** Begin Supplied text **

Another competitive threat to the large high-cost mines in Appalachia was western surface mines. Surface mining began to grow rapidly in the mid-1960s. The struggle to enact federal regulation of surface mines began with the introduction of a bill by President Lyndon Johnson in 1968, and ended with the passage of the Surface Mining Control and Reclamation Act of 1977. In between, President Gerald Ford vetoed bills in 1974 and 1975. The Appalachian mine operators and unions favored federal restrictions, while surface mine owners resisted them. By 1977, however, the unions had organized numerous surface operations, and resistance to surface mining regulation crumbled. The passage of the 1977 Act and the new source performance standards in the Clean Air Act Amendments of 1977 decreased both the productivity and pollution advantages held by western coal.
Federal policies moved in coal’s favor during the 1970s. Expensive and uncertain Middle East oil induced policymakers to adopt policies to shift the nation toward greater coal consumption from domestic sources. The Energy Supply and Environmental Coordination Act of 1974 directed the Federal Energy Administration to prohibit the use of oil or natural gas by electric utilities that could use coal, and it authorized the FEA to require that new electric power plants be able to use coal. The Energy Policy and Conservation Act of 1975 extended those powers for two years and authorized $750 million in loan guarantees for new underground low-sulfur mines. Further pro-coal mandates were passed in the late-1970s.
Coal’s policy history has reflected a series of struggles between high-cost producers and lower-cost substitutes. From the 1930s until 1970, the coal industry was plagued with chronic excess capacity, but disinvestment was slow because of the reluctance of marginal workers and operators to migrate from Appalachia. The struggle over safety legislation was partly a manifestation of the battle between segments of the industry over excess capacity.
Since 1985, coal, like oil, has not been subject to explicit economic regulation. Instead coal regulatory efforts have been environmental in nature regarding the pollution from its use rather than the economics of its production. There has been a continuing struggle over the use of so-called mountain-top removal techniques in Appalachia that blast away the tops of hills and expose the coal, which is then surface mined.5 And in response to the 2007 Supreme Court decision that held that the Clean Air Act did apply to greenhouse gas emissions, the Obama administration issued emission standards that effectively banned new and regulated the CO2 emissions of existing coal-fired power plants.

** End Supplied text **

> _Written request a_:
Retype the entries word for word, starting at the line containing "For the benchmark, mark every instance of the dirt" and continuing through the last entry.

** Begin Available data **

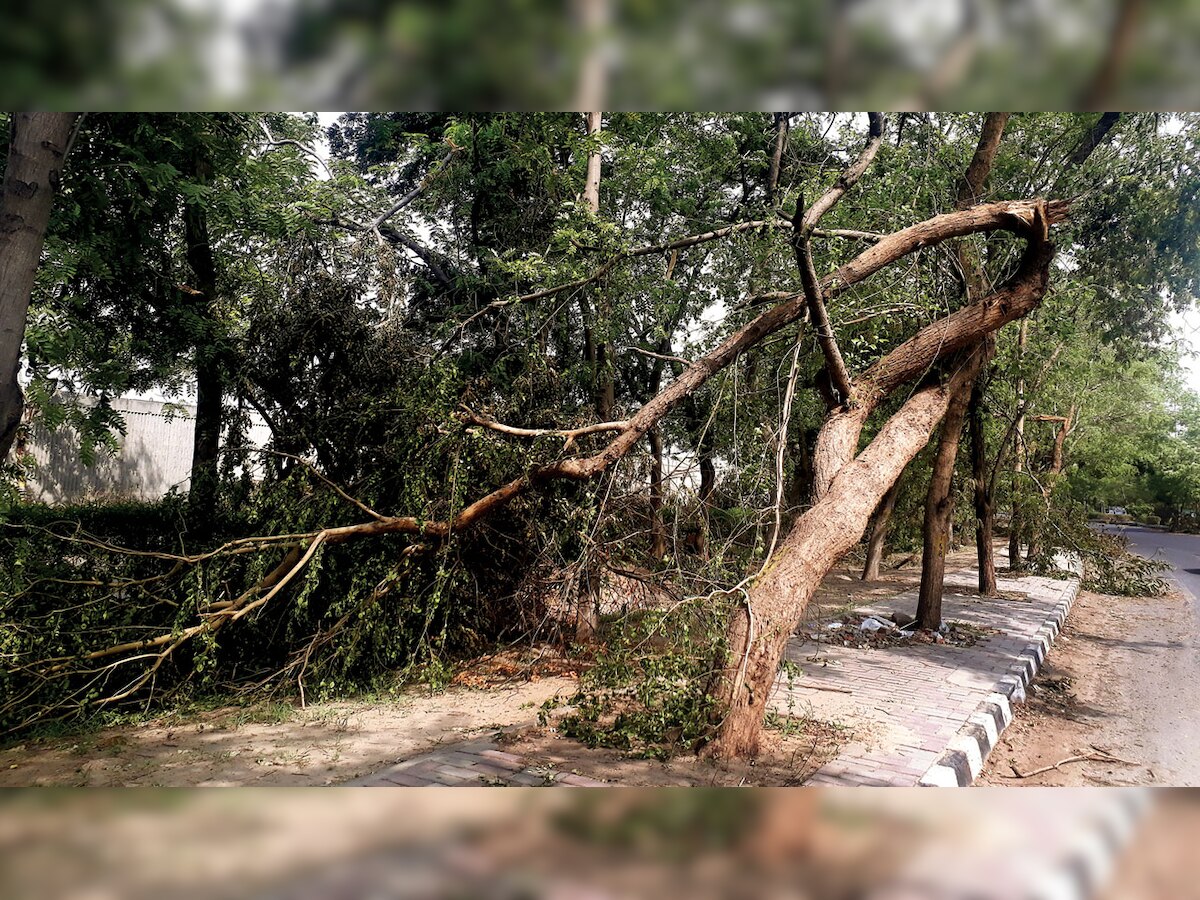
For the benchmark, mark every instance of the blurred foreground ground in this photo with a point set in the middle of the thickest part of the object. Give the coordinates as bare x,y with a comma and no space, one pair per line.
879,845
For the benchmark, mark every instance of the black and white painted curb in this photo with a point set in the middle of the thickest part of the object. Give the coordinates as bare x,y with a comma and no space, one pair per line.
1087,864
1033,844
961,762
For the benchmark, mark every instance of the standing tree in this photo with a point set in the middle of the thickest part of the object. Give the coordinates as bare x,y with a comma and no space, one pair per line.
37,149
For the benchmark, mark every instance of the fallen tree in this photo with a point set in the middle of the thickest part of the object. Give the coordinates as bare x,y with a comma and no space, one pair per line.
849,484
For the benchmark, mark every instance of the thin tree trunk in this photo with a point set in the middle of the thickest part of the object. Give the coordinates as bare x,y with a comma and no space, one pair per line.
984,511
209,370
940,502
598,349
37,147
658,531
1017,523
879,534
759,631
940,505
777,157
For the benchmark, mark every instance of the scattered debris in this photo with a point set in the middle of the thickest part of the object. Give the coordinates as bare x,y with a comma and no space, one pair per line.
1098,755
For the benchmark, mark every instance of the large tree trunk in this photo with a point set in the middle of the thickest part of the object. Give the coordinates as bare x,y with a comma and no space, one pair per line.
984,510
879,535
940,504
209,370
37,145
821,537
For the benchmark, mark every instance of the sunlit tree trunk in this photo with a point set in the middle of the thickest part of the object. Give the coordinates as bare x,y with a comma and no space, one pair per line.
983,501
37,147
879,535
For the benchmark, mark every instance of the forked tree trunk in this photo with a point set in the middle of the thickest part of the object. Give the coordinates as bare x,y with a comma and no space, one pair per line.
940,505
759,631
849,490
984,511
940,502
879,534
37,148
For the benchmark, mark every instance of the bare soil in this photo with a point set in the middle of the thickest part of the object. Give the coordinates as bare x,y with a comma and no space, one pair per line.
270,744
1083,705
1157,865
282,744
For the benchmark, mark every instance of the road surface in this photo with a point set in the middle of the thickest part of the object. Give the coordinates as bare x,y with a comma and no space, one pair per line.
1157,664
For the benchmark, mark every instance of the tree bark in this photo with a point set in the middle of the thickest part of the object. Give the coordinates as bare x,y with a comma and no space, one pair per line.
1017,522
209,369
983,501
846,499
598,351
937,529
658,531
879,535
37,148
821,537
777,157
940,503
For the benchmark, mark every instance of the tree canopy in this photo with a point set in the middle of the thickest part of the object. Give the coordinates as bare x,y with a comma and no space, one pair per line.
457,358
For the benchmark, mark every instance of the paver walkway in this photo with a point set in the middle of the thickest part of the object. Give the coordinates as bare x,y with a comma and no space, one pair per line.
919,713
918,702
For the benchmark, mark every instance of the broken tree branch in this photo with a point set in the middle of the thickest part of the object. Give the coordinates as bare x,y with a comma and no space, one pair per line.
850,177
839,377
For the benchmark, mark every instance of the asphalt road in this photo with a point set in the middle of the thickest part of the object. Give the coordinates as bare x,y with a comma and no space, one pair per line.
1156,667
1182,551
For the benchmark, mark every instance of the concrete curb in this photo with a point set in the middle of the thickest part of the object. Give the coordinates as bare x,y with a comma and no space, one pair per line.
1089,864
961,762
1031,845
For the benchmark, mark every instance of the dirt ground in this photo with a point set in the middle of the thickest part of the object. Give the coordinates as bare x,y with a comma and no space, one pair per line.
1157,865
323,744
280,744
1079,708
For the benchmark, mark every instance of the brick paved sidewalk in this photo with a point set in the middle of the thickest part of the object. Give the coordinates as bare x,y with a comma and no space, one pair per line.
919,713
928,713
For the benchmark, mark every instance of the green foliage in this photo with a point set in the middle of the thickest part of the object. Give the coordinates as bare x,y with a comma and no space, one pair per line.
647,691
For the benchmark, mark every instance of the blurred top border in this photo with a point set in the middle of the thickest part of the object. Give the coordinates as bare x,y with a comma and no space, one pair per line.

** End Available data **

> _Written request b_:
In the coal policy text, condense the paragraph beginning "Federal policies moved in coal’s favor" into a bulleted list that keeps its main facts.

> _Problem solution a_:
For the benchmark, mark every instance of the dirt ground in this photo with a point set in the middle of the thickest part of the object. Give the coordinates as bare x,y with a comma and no space, one pair per line.
1157,865
323,744
280,744
1079,708
For the benchmark, mark every instance of the brick paved sidewalk in this photo with a point set in the middle of the thickest part of the object. Give the coordinates as bare x,y with a comma and no space, one pair per line.
919,713
928,713
For the benchmark, mark every instance of the green foliage in this photo with a point set in the middle of the thickest part of the object. Give the coordinates as bare x,y with a comma and no space, one pair per line.
647,691
For the benchmark, mark every instance of the blurred top border in this photo with a point set in the middle of the thickest part of the object. Give the coordinates as bare x,y with a comma and no space, one pair per line.

> _Problem solution b_:
- In the 1970s, federal policies moved in coal's favor because expensive and uncertain Middle East oil led policymakers to push the nation toward more coal from domestic sources.
- Energy Supply and Environmental Coordination Act of 1974: directed the Federal Energy Administration to prohibit electric utilities that could use coal from using oil or natural gas. It also authorized the FEA to require that new electric power plants be able to use coal.
- Energy Policy and Conservation Act of 1975: extended those powers for two years and authorized $750 million in loan guarantees for new underground low-sulfur mines.
- More pro-coal mandates were passed in the late 1970s.